Eine aggressive Jugendkultur wie in Frankreich existiert hierzulande noch nicht – aber: Die sozialen Spannungen nehmen zu. Jugendliche mit ostdeutschem, muslimischen oder Spätaussiedler-Hintergrund sind die Problemgruppen

taz: Herr Simon, in Frankreichs Metropolen brennen die Vorstädte. Sind solche Ausschreitungen auch in Deutschland möglich?

Titus Simon: Das kann man nicht sicher sagen. Es gibt Anzeichen dafür, dass sich die Lebensverhältnisse von Jugendlichen mit Migrationshintergrund in den nächsten Jahren auch hier verschlechtern werden. In Deutschland haben Unruhen ethnischer Jugendgruppen noch keine Tradition. Bislang ist es so gewesen, dass nichtdeutsche Jugendliche Konflikte meist mit anderen ethnischen Minderheiten ausgetragen haben.

In Berliner Problembezirken wie Kreuzberg und Neukölln gibt es auch eine hohe Arbeitslosigkeit bei Migrantenkindern. Sind dort Unruhen ausgeschlossen?

Obwohl es in Frankreich auch ein ethnischer Konflikt ist, haben die Jugendlichen dort einen französischen Pass. Das ist ein ganz anderer rechtlicher Status im Vergleich zur deutschen Situation. Es handelt sich um einen Aufstand verarmter Franzosen mit anderem ethnischen Hintergrund.

In Deutschland haben wir eine nichtdeutsche Jugendkultur, die zwar teilweise auch militant ist, aber in kleine Cliquen zerfällt. Den starken Zusammenhalt für flächendeckende Revolten sehe ich nicht. Allerdings gibt es klare Indizien dafür, dass sich die ethnischen Konflikte auch in Deutschland verschärfen werden. Hartz IV hat ausländische Jugendliche weiter benachteiligt. Und im Zuge der EU-Erweiterung werden zusätzlich sehr gut ausgebildete Bewerber auf den Arbeitsmarkt drängen.

→ **GESTELLTE AUFGABE 1**
Was hat laut dem Interview ausländische Jugendliche weiter benachteiligt?
→ **GESTELLTE AUFGABE 2**
Nenne alle Hintergründe der Jugendlichen, die das Interview als Problemgruppen aufführt.
→ **GESTELLTE AUFGABE 3**
Zitiere aus dem Interview die Stelle, die mit den Worten „Titus Simon: Das“ anfängt und nach „Minderheiten ausgetragen haben.“ endet.

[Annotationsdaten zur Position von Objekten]
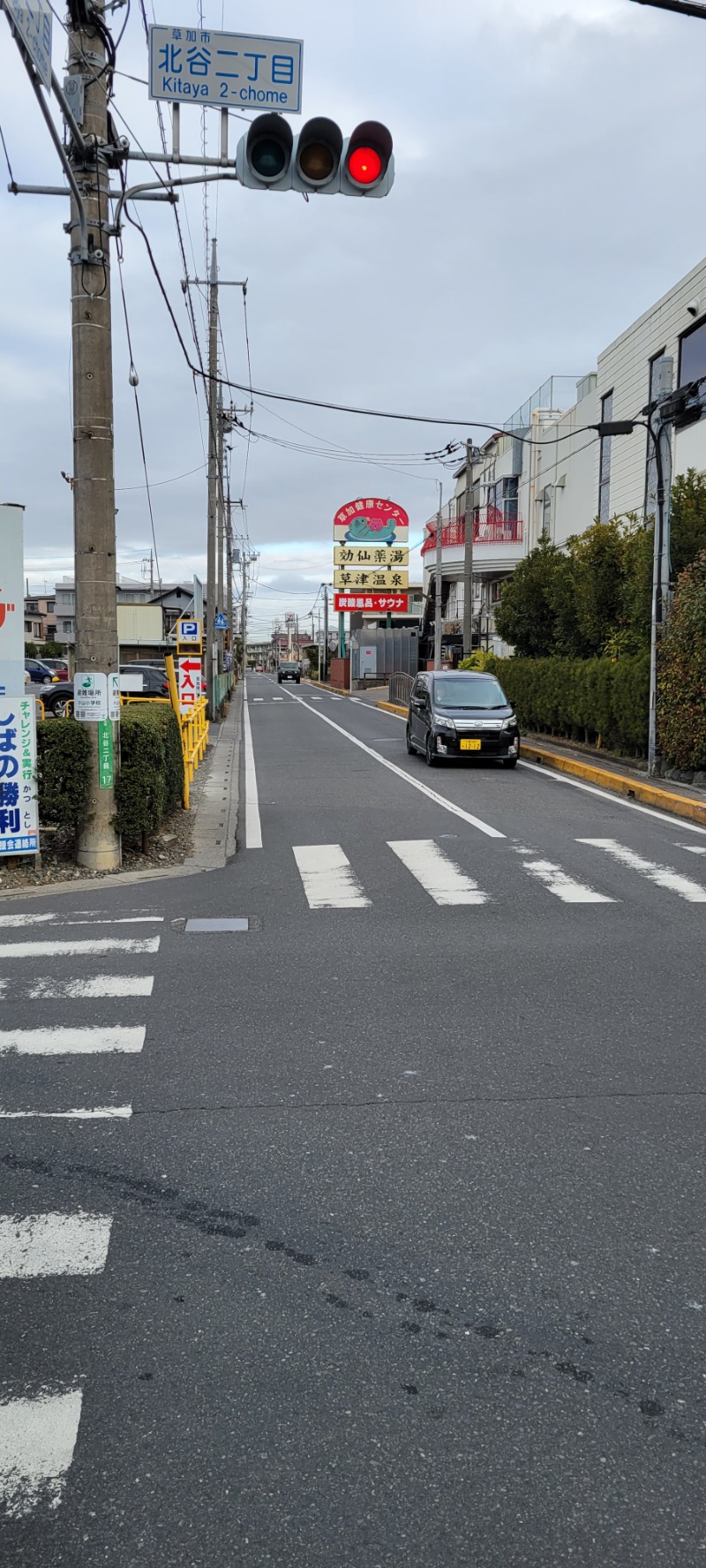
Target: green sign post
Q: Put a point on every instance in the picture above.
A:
(106, 753)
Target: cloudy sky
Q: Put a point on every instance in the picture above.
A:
(548, 190)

→ **AUSGEARBEITETE LÖSUNG 1**
Hartz IV

→ **AUSGEARBEITETE LÖSUNG 2**
ostdeutscher Hintergrund, muslimischer Hintergrund, Spätaussiedler-Hintergrund

→ **AUSGEARBEITETE LÖSUNG 3**
Titus Simon: Das kann man nicht sicher sagen. Es gibt Anzeichen dafür, dass sich die Lebensverhältnisse von Jugendlichen mit Migrationshintergrund in den nächsten Jahren auch hier verschlechtern werden. In Deutschland haben Unruhen ethnischer Jugendgruppen noch keine Tradition. Bislang ist es so gewesen, dass nichtdeutsche Jugendliche Konflikte meist mit anderen ethnischen Minderheiten ausgetragen haben.